▸ Provided entries
══════════

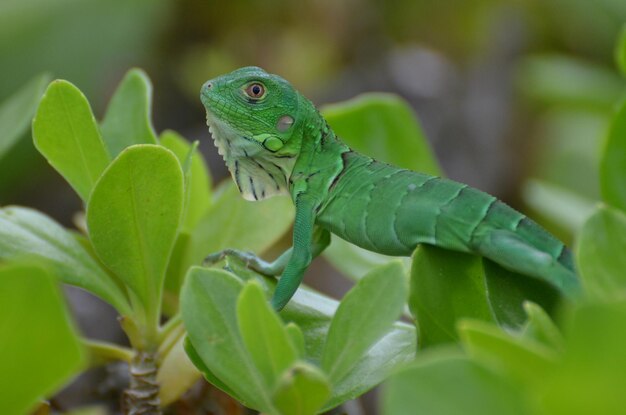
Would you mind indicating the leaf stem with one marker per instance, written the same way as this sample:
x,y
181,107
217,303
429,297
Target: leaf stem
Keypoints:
x,y
101,353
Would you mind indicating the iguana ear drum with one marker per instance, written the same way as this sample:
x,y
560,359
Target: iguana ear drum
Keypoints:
x,y
284,123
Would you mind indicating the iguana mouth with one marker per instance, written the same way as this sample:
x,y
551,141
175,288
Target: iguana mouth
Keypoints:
x,y
257,173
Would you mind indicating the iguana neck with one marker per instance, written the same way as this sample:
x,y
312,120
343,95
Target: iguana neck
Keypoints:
x,y
319,160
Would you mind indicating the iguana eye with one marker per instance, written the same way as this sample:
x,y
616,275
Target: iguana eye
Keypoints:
x,y
255,91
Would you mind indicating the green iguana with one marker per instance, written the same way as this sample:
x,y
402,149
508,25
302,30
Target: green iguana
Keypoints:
x,y
274,141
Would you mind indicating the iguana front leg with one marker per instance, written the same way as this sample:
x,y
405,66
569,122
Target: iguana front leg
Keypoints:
x,y
302,251
320,241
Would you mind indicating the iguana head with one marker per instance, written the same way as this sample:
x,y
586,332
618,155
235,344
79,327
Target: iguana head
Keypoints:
x,y
253,116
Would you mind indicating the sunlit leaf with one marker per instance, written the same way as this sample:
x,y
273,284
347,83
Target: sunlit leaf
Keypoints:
x,y
613,164
209,298
518,357
507,291
66,133
570,82
176,374
17,111
599,254
363,316
127,120
133,217
541,328
29,235
620,51
40,350
592,377
446,286
446,383
302,390
263,334
197,179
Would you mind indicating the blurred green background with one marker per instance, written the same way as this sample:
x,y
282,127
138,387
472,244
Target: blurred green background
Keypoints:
x,y
514,95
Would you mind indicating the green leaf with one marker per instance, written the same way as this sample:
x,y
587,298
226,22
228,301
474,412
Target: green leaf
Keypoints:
x,y
446,286
40,350
592,377
613,163
570,82
297,338
16,113
233,222
127,120
507,291
263,334
176,270
209,313
353,261
620,51
363,316
517,357
208,306
176,375
599,254
28,234
541,328
394,349
302,390
448,384
133,217
197,179
385,127
557,205
66,134
195,358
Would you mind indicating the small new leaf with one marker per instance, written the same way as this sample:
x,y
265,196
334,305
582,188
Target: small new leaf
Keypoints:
x,y
66,134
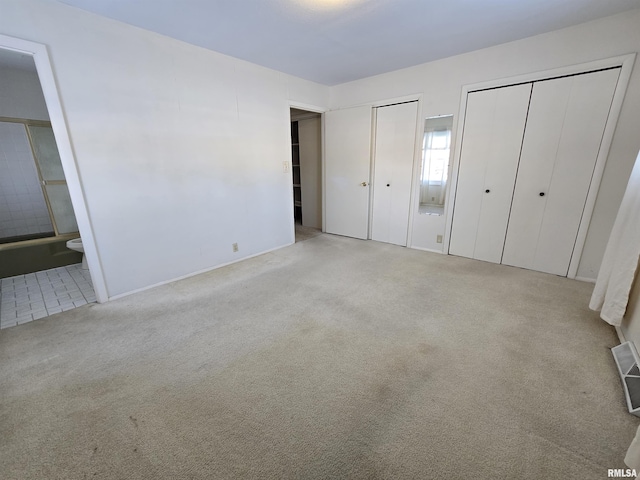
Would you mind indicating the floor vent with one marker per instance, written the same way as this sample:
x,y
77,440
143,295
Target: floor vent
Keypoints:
x,y
628,365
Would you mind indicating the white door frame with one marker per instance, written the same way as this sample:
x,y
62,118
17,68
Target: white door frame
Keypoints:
x,y
418,97
320,110
59,125
626,63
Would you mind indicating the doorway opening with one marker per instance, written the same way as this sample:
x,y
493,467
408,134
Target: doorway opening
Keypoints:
x,y
306,173
39,274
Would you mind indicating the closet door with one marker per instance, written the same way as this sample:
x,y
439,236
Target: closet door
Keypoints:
x,y
492,138
347,171
566,122
393,167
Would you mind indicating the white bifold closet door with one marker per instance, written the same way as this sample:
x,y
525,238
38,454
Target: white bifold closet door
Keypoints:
x,y
347,171
565,126
494,124
393,166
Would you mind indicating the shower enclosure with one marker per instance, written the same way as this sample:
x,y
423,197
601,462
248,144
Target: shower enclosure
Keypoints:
x,y
34,197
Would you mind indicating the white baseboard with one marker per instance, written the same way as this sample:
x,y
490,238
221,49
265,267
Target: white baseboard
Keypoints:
x,y
427,250
193,274
621,336
585,279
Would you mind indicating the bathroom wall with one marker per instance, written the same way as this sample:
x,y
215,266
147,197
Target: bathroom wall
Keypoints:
x,y
23,210
21,95
440,83
179,150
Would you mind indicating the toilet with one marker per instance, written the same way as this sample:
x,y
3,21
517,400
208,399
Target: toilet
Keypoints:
x,y
76,244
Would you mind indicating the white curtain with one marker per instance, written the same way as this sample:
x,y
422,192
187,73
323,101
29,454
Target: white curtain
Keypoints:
x,y
620,261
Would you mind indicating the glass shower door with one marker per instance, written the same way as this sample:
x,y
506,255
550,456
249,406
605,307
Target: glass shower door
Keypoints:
x,y
53,180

══════════

▸ Required action
Print exactly the lines from the first line of the records above through the line containing "Target: iguana neck", both included, and leave the pictures out.

▸ Answer to this problem
Would you mind indicating the leaf stem with one marker per instance, written the same way as this sample:
x,y
181,107
217,303
429,297
Target: leaf stem
Keypoints:
x,y
101,353
Would you mind indicating the iguana ear drum with one marker per instance, written the same way as this sample:
x,y
560,359
Target: iguana ear drum
Keypoints:
x,y
284,123
Would you mind indicating the iguana mouth with one marker per instance, written the same way as this sample:
x,y
551,141
175,288
Target: iguana mouth
Keypoints:
x,y
257,173
Would you mind indicating the iguana neck with one marker per instance, written the same way as this sample:
x,y
312,120
343,95
Target: iguana neck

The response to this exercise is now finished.